Task to complete: Copy out the article on predicting the next economic crisis word for word, from the date line to the final question.

== Document passage

Saturday, June 4, 2016

Can you predict the next economic crisis?

By Michael Holtzman

It’s been eight years since the onset of the worst financial crisis in the United States since the Great Depression of the 1930s.
In the space of about a year and a half – from December 2007 to June 2009 – the U.S. economy saw an $8 trillion housing bubble burst and 8.4 million jobs evaporate (affecting 6.1% of all those employed), in what has come to be known as the Great Recession. That crisis, at least for a time, fractured American confidence in our economic system.

Sometime between 2014-2015, as jobs rebounded and the national economy stopped contracting, commentators and analysts declared this period of decline over. The January 2016 unemployment rate was 4.9 percent – its lowest in eight years – and the economy added an average of 222,000 jobs a month during 2015.
Yet once again, fears of a “looming financial crisis” are being sounded by some economists and financial analysts. Should you heed these warnings? Or is this just an indication that economic confidence still has a ways to go?

====
== Raw data

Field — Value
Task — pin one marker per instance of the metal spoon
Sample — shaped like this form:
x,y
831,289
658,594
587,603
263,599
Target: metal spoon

====

Exercise answer:
Saturday, June 4, 2016

Can you predict the next economic crisis?

By Michael Holtzman

It’s been eight years since the onset of the worst financial crisis in the United States since the Great Depression of the 1930s.
In the space of about a year and a half – from December 2007 to June 2009 – the U.S. economy saw an $8 trillion housing bubble burst and 8.4 million jobs evaporate (affecting 6.1% of all those employed), in what has come to be known as the Great Recession. That crisis, at least for a time, fractured American confidence in our economic system.

Sometime between 2014-2015, as jobs rebounded and the national economy stopped contracting, commentators and analysts declared this period of decline over. The January 2016 unemployment rate was 4.9 percent – its lowest in eight years – and the economy added an average of 222,000 jobs a month during 2015.
Yet once again, fears of a “looming financial crisis” are being sounded by some economists and financial analysts. Should you heed these warnings? Or is this just an indication that economic confidence still has a ways to go?